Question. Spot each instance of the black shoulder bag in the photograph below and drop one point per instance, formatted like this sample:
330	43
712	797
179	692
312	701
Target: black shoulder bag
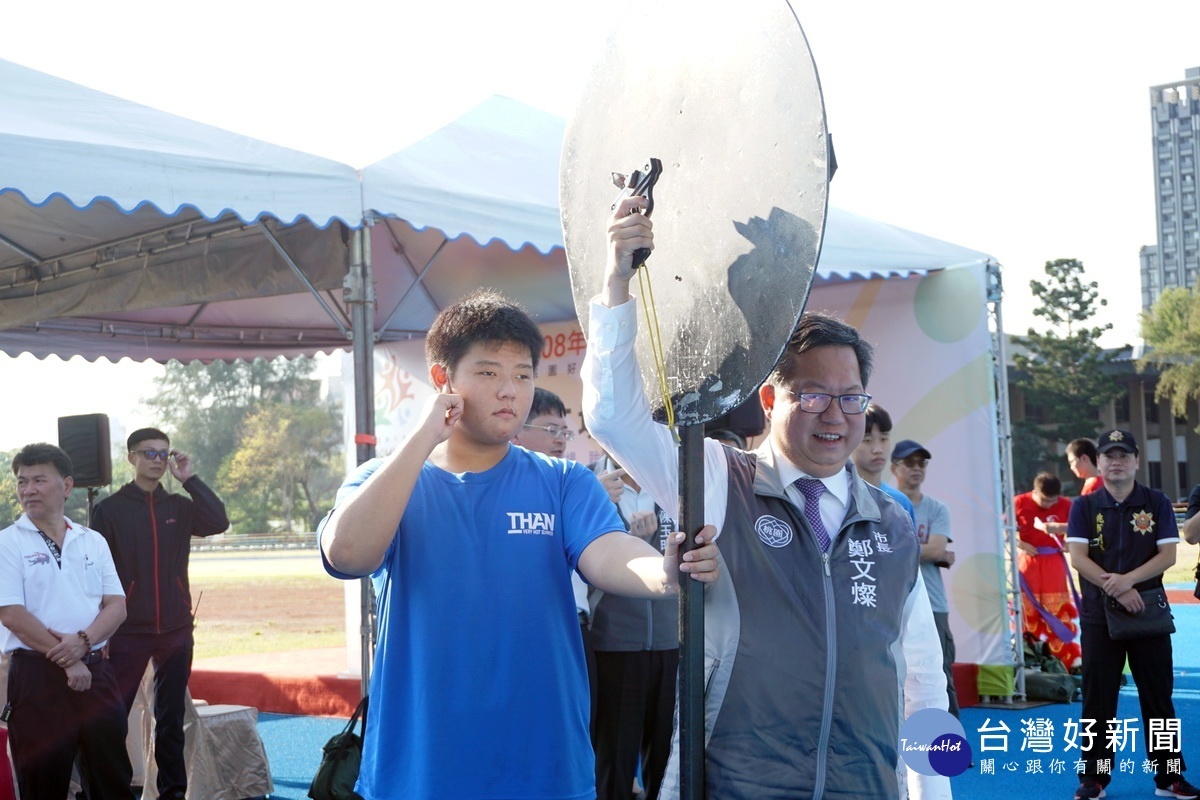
##############################
» **The request**
Render each line of the data above as a row in a Markdown table with the columns "No." and "Text", numbering the rows in order and omitting blank lines. Leave the picture out of the answer.

» **Exercise result**
| No. | Text |
|---|---|
| 1 | Question. Spot each instance of the black shoulder bag in the photograph below and drop one point per instance, formatted like this sample: |
| 2 | 330	43 |
| 3 | 712	797 |
| 4 | 179	692 |
| 5 | 312	701 |
| 6 | Target: black shoulder bag |